MATERIAL -

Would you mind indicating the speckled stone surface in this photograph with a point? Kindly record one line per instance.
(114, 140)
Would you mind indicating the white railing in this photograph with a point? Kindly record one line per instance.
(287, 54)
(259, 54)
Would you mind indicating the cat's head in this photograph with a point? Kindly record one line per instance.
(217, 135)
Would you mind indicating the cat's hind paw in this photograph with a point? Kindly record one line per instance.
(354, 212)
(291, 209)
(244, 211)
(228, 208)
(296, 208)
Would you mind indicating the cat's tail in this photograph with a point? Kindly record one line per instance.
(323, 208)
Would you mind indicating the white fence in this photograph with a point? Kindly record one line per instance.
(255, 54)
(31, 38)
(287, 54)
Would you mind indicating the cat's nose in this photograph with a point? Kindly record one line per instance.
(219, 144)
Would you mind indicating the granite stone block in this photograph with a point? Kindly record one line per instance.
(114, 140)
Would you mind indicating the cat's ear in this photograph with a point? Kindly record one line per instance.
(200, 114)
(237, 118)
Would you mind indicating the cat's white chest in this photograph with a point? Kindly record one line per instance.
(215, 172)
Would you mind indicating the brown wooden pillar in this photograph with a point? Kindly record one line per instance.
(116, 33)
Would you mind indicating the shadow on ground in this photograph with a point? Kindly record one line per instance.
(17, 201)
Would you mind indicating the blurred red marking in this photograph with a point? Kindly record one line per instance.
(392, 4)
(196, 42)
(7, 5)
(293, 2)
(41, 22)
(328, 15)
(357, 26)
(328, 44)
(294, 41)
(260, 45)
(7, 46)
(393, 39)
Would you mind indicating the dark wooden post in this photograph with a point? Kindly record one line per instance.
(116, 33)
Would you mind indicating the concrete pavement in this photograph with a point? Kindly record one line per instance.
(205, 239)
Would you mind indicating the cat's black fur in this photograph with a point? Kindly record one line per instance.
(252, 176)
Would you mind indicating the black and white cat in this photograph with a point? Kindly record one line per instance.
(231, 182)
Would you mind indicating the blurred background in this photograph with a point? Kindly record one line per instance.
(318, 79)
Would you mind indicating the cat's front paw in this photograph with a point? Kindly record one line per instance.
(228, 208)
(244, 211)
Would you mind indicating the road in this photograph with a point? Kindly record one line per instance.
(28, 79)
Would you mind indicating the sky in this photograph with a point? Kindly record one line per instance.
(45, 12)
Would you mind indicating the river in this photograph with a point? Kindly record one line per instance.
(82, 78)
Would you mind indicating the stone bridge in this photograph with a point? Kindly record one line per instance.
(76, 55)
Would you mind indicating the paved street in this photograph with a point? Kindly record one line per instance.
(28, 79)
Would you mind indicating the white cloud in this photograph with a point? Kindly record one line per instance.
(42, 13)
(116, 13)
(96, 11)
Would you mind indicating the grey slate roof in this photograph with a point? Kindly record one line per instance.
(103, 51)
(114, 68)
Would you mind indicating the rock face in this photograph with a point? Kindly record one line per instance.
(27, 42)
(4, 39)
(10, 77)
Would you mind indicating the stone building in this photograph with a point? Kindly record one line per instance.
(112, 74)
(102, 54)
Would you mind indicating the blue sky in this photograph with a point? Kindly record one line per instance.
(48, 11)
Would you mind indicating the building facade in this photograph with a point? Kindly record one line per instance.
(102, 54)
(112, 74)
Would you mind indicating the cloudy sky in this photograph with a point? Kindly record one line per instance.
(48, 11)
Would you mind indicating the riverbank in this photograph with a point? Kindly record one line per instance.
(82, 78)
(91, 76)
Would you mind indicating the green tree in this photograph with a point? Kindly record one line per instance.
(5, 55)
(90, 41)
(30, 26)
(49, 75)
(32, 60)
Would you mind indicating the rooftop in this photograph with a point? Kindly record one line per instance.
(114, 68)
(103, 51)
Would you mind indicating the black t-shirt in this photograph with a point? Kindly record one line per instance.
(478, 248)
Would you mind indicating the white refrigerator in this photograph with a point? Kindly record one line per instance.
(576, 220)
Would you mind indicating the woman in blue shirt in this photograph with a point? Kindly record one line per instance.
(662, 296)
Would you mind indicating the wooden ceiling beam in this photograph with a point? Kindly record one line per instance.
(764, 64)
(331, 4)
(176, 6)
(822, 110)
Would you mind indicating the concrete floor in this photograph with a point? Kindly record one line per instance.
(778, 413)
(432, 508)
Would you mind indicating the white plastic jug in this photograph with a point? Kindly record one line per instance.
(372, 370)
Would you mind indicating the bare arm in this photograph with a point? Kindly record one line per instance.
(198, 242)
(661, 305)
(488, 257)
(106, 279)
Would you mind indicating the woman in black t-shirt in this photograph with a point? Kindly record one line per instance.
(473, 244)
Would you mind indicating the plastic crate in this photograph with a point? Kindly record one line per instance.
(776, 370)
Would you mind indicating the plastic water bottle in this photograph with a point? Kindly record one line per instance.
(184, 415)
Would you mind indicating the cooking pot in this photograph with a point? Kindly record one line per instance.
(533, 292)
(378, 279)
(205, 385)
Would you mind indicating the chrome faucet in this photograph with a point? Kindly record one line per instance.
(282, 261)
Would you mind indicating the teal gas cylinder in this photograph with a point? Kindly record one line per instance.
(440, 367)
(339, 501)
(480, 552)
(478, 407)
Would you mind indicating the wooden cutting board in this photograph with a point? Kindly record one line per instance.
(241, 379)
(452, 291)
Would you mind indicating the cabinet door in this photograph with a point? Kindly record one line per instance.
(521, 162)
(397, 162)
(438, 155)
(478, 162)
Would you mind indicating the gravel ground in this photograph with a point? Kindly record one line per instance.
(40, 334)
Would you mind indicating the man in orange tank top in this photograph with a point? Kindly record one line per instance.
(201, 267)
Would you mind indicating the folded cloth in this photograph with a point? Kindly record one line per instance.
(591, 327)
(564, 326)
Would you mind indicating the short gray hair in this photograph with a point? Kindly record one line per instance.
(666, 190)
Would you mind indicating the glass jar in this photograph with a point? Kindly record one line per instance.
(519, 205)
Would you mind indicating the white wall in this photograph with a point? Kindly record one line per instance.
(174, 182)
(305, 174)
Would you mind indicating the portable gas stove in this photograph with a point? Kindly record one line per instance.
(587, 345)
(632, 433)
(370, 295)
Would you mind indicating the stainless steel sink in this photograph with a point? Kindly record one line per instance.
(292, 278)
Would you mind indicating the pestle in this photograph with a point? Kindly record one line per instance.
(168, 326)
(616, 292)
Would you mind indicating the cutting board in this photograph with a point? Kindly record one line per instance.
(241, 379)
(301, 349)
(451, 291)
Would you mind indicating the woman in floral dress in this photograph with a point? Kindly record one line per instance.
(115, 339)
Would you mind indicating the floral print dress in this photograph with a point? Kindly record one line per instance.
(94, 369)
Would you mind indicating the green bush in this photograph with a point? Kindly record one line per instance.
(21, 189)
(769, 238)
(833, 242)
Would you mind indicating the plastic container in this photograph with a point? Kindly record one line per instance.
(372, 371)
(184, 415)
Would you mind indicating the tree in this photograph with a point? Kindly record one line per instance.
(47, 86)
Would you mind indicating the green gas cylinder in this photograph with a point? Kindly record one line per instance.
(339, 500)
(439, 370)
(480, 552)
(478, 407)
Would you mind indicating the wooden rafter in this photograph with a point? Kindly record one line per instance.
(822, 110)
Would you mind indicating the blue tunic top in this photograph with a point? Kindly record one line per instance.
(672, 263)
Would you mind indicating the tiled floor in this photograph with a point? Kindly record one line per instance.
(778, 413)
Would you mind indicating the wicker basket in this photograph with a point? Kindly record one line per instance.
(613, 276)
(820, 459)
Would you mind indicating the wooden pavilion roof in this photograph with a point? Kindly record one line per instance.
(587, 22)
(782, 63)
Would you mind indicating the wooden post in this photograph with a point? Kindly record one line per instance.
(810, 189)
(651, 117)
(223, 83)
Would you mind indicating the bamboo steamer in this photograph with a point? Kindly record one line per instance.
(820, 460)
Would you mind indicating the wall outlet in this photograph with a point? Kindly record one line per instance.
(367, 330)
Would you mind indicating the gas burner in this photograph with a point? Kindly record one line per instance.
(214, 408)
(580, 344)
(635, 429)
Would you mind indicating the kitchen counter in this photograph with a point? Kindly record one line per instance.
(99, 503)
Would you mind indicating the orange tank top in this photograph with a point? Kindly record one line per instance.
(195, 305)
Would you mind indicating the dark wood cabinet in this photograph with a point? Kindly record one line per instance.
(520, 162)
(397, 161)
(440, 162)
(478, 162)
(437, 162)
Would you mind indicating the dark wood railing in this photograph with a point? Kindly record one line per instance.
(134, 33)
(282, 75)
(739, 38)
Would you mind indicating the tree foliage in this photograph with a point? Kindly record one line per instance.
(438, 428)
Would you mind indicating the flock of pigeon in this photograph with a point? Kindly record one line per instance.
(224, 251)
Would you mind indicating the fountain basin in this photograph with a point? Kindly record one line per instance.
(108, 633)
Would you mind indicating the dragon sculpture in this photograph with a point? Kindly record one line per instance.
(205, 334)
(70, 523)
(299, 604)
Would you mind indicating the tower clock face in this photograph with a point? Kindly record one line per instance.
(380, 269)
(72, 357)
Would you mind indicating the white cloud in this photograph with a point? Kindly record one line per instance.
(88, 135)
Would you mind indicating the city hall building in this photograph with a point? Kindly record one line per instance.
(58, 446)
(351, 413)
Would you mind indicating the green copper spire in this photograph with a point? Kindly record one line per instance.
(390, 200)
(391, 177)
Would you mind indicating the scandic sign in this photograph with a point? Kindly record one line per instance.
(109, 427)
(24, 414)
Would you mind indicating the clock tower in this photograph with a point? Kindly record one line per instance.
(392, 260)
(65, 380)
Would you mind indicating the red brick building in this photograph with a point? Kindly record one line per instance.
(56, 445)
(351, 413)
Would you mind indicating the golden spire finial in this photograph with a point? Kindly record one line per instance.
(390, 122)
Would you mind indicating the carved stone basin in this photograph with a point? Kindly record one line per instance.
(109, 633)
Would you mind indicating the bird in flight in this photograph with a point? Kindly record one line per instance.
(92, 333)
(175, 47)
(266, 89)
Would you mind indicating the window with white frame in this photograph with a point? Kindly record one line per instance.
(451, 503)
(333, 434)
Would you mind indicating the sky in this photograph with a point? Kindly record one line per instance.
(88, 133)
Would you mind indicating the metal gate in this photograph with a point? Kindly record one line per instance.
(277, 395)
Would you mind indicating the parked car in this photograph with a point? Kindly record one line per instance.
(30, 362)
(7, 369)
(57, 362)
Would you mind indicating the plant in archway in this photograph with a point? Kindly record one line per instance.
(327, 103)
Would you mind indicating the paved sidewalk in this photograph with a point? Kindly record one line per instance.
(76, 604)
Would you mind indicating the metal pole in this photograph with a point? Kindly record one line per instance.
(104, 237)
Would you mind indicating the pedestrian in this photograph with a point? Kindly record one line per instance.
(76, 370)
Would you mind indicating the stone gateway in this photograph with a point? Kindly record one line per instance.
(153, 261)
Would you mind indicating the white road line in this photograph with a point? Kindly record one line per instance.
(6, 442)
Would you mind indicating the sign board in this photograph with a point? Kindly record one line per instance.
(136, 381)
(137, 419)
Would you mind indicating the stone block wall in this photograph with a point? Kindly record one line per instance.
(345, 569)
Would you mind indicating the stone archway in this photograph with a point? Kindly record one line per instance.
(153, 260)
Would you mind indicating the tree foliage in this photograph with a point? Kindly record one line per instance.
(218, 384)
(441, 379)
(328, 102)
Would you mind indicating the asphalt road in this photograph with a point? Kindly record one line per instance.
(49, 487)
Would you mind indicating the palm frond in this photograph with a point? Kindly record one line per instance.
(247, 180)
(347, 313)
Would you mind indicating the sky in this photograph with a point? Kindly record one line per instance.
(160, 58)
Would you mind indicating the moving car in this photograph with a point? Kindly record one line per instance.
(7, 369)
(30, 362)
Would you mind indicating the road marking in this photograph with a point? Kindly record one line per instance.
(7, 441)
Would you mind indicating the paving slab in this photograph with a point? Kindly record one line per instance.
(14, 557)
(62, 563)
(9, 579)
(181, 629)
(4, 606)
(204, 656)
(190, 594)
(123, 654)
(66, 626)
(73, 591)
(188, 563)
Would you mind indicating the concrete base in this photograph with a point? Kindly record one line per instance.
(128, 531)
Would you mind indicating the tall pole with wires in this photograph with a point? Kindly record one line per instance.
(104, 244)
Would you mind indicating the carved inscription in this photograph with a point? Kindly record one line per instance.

THE EXERCISE -
Extract, unchanged, the closing run of lines that opens with the line containing "Would you mind indicating the pedestrian" and ends with the last line.

FULL OUTPUT -
Would you mind indicating the pedestrian in this photograph with a point? Kindly record one line per instance.
(76, 370)
Would you mind indicating the stone gateway in this photograph with a point? Kindly record one line per instance.
(153, 261)
Would you mind indicating the white road line in this photograph with a point? Kindly record one line per instance.
(6, 442)
Would you mind indicating the sign board in this photograph with a point? Kindly record one line per instance.
(136, 381)
(137, 419)
Would you mind indicating the stone block wall in this photograph with a point? Kindly record one line per instance.
(345, 569)
Would you mind indicating the stone archway in this photograph with a point? Kindly record one line per instance.
(153, 260)
Would you mind indicating the tree foliage in this photograph with a point? Kindly record one line per instance.
(218, 384)
(441, 379)
(328, 102)
Would you mind indicating the asphalt road in this photograph with a point? Kindly record one line per instance.
(49, 487)
Would you mind indicating the palm frond in this photograph with a point? Kindly record one line per instance.
(247, 180)
(347, 313)
Would you mind indicating the sky in this photograph with a point? Kindly record one line per instance.
(160, 58)
Would you mind indicating the moving car in this photograph with a point? Kindly record one line per instance.
(7, 369)
(30, 362)
Would you mind indicating the road marking in this photograph with a point? Kindly record one line per instance.
(7, 441)
Would you mind indicating the paving slab in this photograph with a point? Kindly record one line per instance.
(14, 557)
(62, 563)
(9, 579)
(181, 629)
(4, 606)
(204, 656)
(190, 594)
(123, 654)
(66, 626)
(73, 591)
(188, 563)
Would you mind indicating the concrete base in this photograph with a point? Kindly record one line per instance.
(128, 531)
Would you mind indicating the tall pole with wires in this photograph with a point? Kindly record one line per instance.
(104, 244)
Would you mind indicating the carved inscription in this photograph with a point? Kindly record one line per instance.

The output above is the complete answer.